ÉNONCÉ A -
Relevez chaque ligne des enregistrements ci-dessous où figure le mot « lane », puis recopiez-la telle quelle.

TEXTE À LIRE -
++++++++++

Le ministre fait valoir subsidiairement que, même si M. Glogowski n'est pas un associé, il n'est pas un « employé » , c'est-à-dire une personne qui « s'adonnait à un emploi ouvrant droit à pension » au sens du Régime de pensions du Canada et de la Loi sur la sécurité de la vieillesse[2]. Il incombe à M. Glogowski de réfuter l'hypothèse du ministre selon laquelle il était un entrepreneur indépendant. Pour ce faire, il doit démontrer, suivant la prépondérance des probabilités, qu'il a travaillé dans la serre et dans le verger en tant qu'employé en vertu d'un contrat de louage de services.

          Le ministre soutient que M. Glogowski travaillait en vertu d'un contrat d'entreprise et non en vertu d'un contrat de louage de services, et il demande à la Cour d'appliquer la « règle comprenant quatre critères » élaborée par la Cour d'appel fédérale dans l'arrêt Wiebe Door Services Ltd. v. M.N.R.[3] pour déterminer le statut de M. Glogowski. Cette règle comporte les critères suivants :

1. le degré, ou l'absence, de contrôle exercé par le prétendu employeur;

2. la propriété des instruments de travail;

3. les possibilités de bénéfice et les risques de perte;

4. l'intégration des travaux effectués par le prétendu employé dans l'entreprise de l'employeur présumé.

[5]      Comme la Cour d'appel fédérale l'a reconnu dans l'arrêt Wolf c. Canada[4], il est plus facile de dresser la liste des critères que de les appliquer avec précision à un ensemble de faits, en particulier dans le cas d'une petite entreprise toute simple comme CY Produce. Examinons maintenant chacun de ces critères.

++++++++++

ÉNONCÉ B -
Reproduisez intégralement le texte ci-dessus sur le statut de M. Glogowski, sans y changer un seul mot.

++++++++++

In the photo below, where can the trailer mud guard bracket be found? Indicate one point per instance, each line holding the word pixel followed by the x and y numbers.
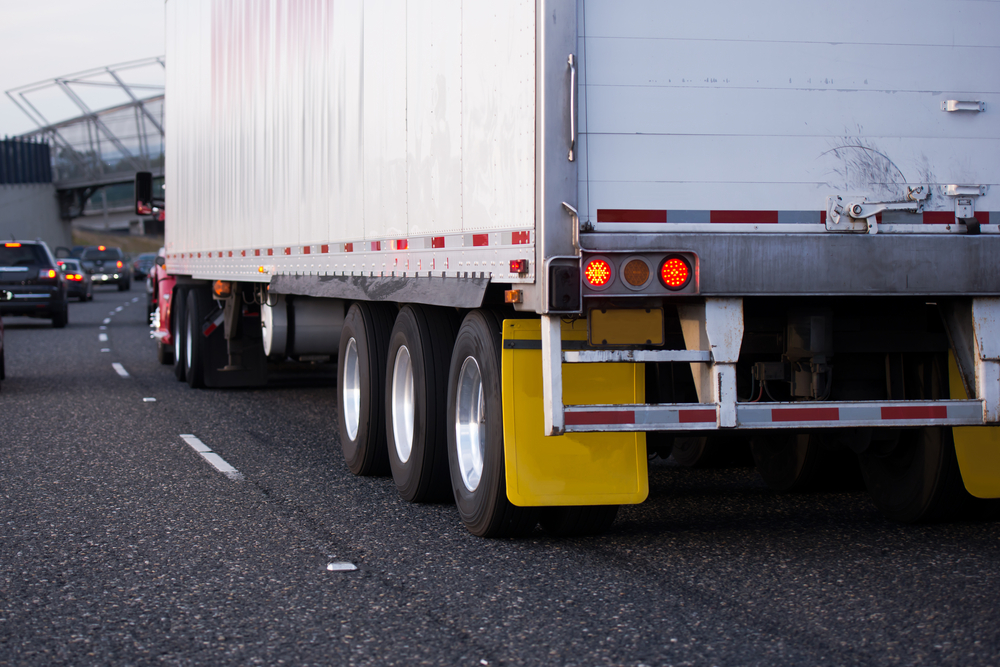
pixel 976 447
pixel 578 468
pixel 432 291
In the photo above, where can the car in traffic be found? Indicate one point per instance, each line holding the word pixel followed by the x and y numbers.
pixel 106 265
pixel 78 281
pixel 30 273
pixel 142 265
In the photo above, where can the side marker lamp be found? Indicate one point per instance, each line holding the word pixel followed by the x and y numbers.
pixel 597 273
pixel 675 272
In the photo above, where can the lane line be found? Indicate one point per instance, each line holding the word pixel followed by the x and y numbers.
pixel 217 461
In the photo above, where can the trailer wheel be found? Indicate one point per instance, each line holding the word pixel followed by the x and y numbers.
pixel 915 478
pixel 178 326
pixel 194 341
pixel 475 433
pixel 579 520
pixel 364 345
pixel 419 357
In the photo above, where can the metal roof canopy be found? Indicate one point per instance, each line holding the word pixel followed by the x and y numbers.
pixel 103 147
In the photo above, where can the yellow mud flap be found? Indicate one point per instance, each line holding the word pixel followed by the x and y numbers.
pixel 977 447
pixel 578 468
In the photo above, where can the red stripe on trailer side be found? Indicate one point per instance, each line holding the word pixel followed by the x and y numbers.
pixel 696 416
pixel 939 217
pixel 630 215
pixel 591 418
pixel 915 412
pixel 805 414
pixel 748 217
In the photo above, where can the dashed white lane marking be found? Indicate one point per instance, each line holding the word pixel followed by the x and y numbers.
pixel 341 566
pixel 217 461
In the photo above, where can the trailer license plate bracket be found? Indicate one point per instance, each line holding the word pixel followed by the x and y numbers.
pixel 625 326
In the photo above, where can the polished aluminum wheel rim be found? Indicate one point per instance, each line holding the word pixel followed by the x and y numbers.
pixel 402 404
pixel 189 343
pixel 470 423
pixel 351 391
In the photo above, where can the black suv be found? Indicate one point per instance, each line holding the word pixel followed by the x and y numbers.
pixel 106 265
pixel 29 271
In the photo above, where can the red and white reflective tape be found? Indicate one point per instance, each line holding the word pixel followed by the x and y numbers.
pixel 830 414
pixel 661 216
pixel 215 323
pixel 448 241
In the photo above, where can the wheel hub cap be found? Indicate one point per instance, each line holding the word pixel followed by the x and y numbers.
pixel 351 391
pixel 402 404
pixel 470 424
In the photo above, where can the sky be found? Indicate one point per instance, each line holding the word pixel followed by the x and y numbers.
pixel 44 39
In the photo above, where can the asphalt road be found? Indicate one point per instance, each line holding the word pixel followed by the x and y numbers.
pixel 120 544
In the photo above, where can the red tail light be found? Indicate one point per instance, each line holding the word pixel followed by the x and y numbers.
pixel 597 272
pixel 675 272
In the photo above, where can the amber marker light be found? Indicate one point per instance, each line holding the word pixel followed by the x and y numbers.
pixel 675 272
pixel 597 273
pixel 636 273
pixel 222 288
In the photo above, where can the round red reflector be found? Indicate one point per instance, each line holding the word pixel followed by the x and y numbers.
pixel 597 272
pixel 675 273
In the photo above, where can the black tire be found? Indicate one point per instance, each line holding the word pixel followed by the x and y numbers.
pixel 915 478
pixel 164 353
pixel 368 325
pixel 60 318
pixel 484 508
pixel 422 339
pixel 178 309
pixel 194 341
pixel 578 521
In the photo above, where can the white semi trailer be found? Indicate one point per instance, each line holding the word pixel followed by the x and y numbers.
pixel 533 233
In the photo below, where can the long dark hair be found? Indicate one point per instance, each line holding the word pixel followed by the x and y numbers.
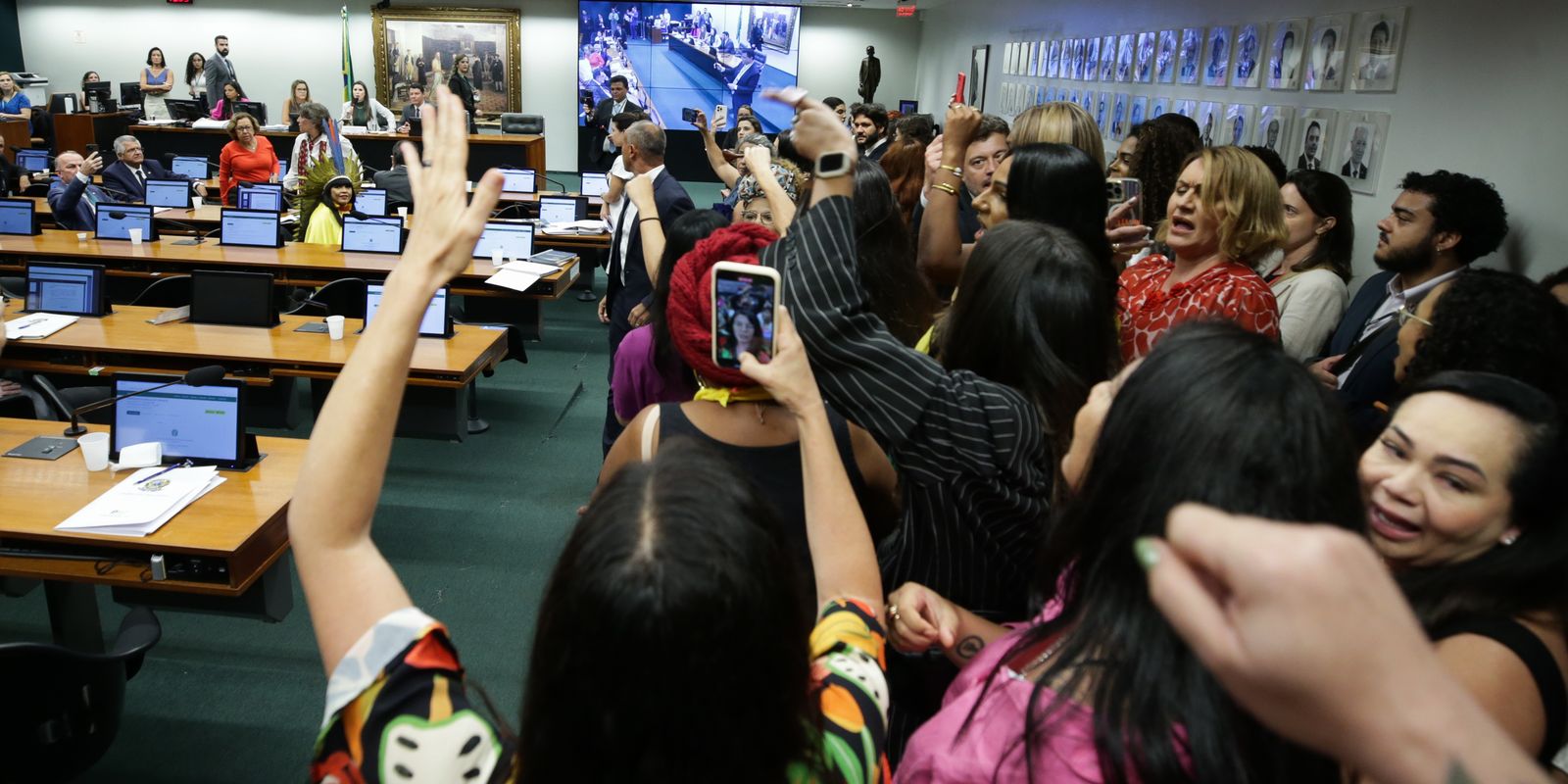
pixel 679 239
pixel 1035 311
pixel 1327 196
pixel 674 576
pixel 1217 416
pixel 896 290
pixel 1060 185
pixel 1526 576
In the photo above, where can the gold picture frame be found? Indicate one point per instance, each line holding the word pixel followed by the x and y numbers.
pixel 486 35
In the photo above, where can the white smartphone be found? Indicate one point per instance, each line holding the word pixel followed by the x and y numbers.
pixel 745 308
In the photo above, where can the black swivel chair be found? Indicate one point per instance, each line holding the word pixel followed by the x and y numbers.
pixel 63 706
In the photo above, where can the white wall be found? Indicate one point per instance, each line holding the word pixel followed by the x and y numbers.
pixel 1478 90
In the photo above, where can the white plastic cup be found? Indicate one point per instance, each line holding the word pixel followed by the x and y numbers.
pixel 94 451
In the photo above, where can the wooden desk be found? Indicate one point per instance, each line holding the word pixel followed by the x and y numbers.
pixel 240 524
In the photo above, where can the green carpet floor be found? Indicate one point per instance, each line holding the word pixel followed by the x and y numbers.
pixel 472 529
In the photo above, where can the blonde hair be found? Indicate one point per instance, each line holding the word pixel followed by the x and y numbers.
pixel 1060 122
pixel 1244 195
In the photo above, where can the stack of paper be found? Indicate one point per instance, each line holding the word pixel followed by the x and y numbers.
pixel 36 325
pixel 143 502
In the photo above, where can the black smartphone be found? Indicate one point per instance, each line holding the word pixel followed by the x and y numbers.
pixel 745 308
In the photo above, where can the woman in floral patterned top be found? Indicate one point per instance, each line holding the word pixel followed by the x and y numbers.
pixel 1222 219
pixel 670 645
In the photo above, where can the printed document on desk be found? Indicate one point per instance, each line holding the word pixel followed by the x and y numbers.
pixel 137 509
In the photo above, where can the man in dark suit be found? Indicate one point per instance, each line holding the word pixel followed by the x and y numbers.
pixel 742 80
pixel 631 290
pixel 73 198
pixel 601 149
pixel 1440 223
pixel 130 172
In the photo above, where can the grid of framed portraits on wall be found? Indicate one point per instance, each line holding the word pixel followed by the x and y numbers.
pixel 1249 82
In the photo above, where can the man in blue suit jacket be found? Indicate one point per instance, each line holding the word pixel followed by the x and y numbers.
pixel 631 292
pixel 130 172
pixel 73 195
pixel 1440 223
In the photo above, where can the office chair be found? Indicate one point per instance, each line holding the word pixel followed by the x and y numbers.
pixel 63 708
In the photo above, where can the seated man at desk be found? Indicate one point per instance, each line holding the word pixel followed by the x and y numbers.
pixel 73 196
pixel 130 172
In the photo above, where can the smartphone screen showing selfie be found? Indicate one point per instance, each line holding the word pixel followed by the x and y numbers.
pixel 745 303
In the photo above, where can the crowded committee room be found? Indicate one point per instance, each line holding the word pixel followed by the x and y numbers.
pixel 783 391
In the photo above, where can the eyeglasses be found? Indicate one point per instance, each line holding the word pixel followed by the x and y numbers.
pixel 1405 316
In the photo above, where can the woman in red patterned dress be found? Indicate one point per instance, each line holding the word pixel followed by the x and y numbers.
pixel 1222 219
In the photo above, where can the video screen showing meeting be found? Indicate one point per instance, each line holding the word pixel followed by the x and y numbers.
pixel 190 422
pixel 169 193
pixel 689 55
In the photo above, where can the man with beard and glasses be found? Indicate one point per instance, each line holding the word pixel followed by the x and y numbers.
pixel 1440 223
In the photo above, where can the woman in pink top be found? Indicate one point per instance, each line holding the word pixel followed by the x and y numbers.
pixel 1098 687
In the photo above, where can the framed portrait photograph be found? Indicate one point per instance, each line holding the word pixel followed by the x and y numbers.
pixel 1311 138
pixel 1165 59
pixel 1358 148
pixel 1379 36
pixel 1217 63
pixel 979 57
pixel 1274 130
pixel 1325 55
pixel 1285 54
pixel 419 46
pixel 1189 55
pixel 1247 71
pixel 1145 63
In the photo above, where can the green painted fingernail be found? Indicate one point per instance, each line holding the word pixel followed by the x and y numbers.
pixel 1147 553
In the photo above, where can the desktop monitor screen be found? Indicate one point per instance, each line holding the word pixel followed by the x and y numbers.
pixel 595 184
pixel 517 180
pixel 18 217
pixel 372 234
pixel 115 221
pixel 232 298
pixel 261 196
pixel 372 201
pixel 251 227
pixel 31 159
pixel 562 209
pixel 192 167
pixel 436 318
pixel 201 423
pixel 514 240
pixel 71 289
pixel 169 193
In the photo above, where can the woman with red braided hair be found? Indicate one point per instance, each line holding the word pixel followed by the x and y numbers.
pixel 739 419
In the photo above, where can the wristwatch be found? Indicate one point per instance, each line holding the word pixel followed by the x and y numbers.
pixel 833 165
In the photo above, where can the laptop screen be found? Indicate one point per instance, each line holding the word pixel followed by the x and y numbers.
pixel 372 201
pixel 190 422
pixel 435 320
pixel 372 234
pixel 16 216
pixel 261 196
pixel 192 167
pixel 115 221
pixel 169 193
pixel 514 240
pixel 517 180
pixel 63 287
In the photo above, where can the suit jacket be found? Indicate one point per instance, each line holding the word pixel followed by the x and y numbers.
pixel 71 211
pixel 120 177
pixel 1372 380
pixel 673 201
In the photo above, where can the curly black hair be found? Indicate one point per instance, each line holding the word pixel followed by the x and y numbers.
pixel 1496 321
pixel 1463 204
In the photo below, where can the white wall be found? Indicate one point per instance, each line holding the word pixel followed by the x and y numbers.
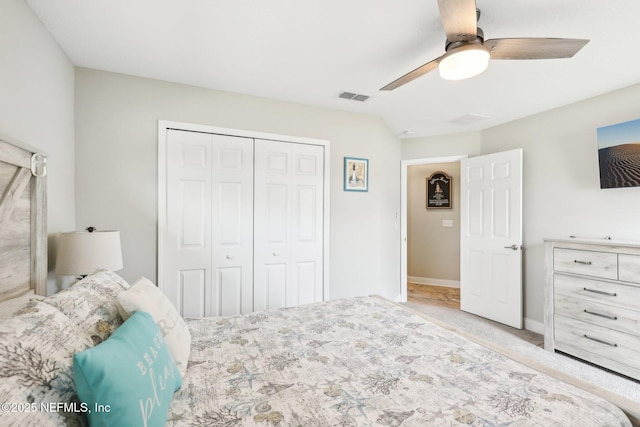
pixel 562 194
pixel 36 108
pixel 116 169
pixel 433 251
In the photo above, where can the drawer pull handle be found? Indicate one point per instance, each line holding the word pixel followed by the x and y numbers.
pixel 600 341
pixel 595 291
pixel 606 316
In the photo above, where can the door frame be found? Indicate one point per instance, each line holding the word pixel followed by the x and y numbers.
pixel 164 125
pixel 404 167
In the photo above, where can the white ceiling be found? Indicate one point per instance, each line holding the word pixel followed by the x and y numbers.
pixel 308 51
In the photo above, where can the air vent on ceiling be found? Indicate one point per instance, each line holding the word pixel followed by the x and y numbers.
pixel 353 96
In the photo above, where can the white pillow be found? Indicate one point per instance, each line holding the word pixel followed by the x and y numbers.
pixel 145 296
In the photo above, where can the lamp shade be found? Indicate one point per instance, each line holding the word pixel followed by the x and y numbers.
pixel 81 253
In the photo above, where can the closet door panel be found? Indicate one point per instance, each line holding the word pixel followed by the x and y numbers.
pixel 209 239
pixel 288 224
pixel 188 263
pixel 232 224
pixel 307 220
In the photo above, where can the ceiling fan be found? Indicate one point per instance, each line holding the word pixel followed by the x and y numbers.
pixel 468 53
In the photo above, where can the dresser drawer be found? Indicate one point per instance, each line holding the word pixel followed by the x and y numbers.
pixel 607 316
pixel 629 268
pixel 611 349
pixel 589 263
pixel 613 294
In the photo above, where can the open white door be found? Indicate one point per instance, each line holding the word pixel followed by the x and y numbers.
pixel 491 237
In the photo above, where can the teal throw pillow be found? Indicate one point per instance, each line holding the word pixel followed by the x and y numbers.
pixel 129 379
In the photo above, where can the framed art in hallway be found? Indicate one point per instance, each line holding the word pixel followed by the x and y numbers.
pixel 439 191
pixel 356 174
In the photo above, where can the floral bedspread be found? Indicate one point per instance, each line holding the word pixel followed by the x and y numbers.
pixel 362 362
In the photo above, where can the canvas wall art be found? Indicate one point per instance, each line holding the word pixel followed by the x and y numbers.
pixel 619 155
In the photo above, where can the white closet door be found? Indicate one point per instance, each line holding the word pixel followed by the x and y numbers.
pixel 208 248
pixel 288 221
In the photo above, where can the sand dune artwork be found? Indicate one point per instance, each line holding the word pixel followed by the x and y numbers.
pixel 619 155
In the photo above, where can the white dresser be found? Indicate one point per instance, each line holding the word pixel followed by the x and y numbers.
pixel 592 302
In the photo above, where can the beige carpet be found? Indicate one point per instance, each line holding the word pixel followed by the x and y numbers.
pixel 618 389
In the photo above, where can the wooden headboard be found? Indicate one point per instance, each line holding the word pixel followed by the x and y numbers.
pixel 23 220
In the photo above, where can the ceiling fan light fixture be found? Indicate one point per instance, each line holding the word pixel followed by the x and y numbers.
pixel 464 61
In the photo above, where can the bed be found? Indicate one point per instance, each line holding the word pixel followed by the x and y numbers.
pixel 351 362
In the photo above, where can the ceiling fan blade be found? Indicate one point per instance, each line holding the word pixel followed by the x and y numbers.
pixel 534 48
pixel 420 71
pixel 459 19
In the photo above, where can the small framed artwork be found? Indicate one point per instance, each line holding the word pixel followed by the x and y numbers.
pixel 619 155
pixel 356 174
pixel 439 191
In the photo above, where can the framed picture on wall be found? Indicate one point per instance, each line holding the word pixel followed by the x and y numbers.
pixel 439 191
pixel 619 154
pixel 356 174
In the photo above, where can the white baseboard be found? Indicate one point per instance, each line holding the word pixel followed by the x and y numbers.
pixel 434 282
pixel 534 326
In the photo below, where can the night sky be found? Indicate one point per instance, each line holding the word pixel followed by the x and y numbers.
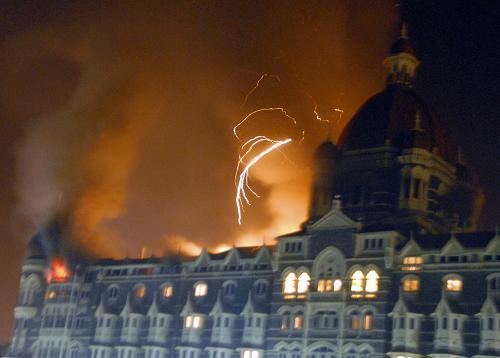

++++++++++

RÉPONSE ATTENDUE A -
In the photo above, where can the lane line be found? Indicate one point per instance, each line holding the word pixel followed by the x and y numbers.
In the photo above, where can the dashed white lane marking be found? Indicate one point per instance, each line holding the word pixel followed by the x and y numbers.

RÉPONSE ATTENDUE B -
Le ministre fait valoir subsidiairement que, même si M. Glogowski n'est pas un associé, il n'est pas un « employé » , c'est-à-dire une personne qui « s'adonnait à un emploi ouvrant droit à pension » au sens du Régime de pensions du Canada et de la Loi sur la sécurité de la vieillesse[2]. Il incombe à M. Glogowski de réfuter l'hypothèse du ministre selon laquelle il était un entrepreneur indépendant. Pour ce faire, il doit démontrer, suivant la prépondérance des probabilités, qu'il a travaillé dans la serre et dans le verger en tant qu'employé en vertu d'un contrat de louage de services.

          Le ministre soutient que M. Glogowski travaillait en vertu d'un contrat d'entreprise et non en vertu d'un contrat de louage de services, et il demande à la Cour d'appliquer la « règle comprenant quatre critères » élaborée par la Cour d'appel fédérale dans l'arrêt Wiebe Door Services Ltd. v. M.N.R.[3] pour déterminer le statut de M. Glogowski. Cette règle comporte les critères suivants :

1. le degré, ou l'absence, de contrôle exercé par le prétendu employeur;

2. la propriété des instruments de travail;

3. les possibilités de bénéfice et les risques de perte;

4. l'intégration des travaux effectués par le prétendu employé dans l'entreprise de l'employeur présumé.

[5]      Comme la Cour d'appel fédérale l'a reconnu dans l'arrêt Wolf c. Canada[4], il est plus facile de dresser la liste des critères que de les appliquer avec précision à un ensemble de faits, en particulier dans le cas d'une petite entreprise toute simple comme CY Produce. Examinons maintenant chacun de ces critères.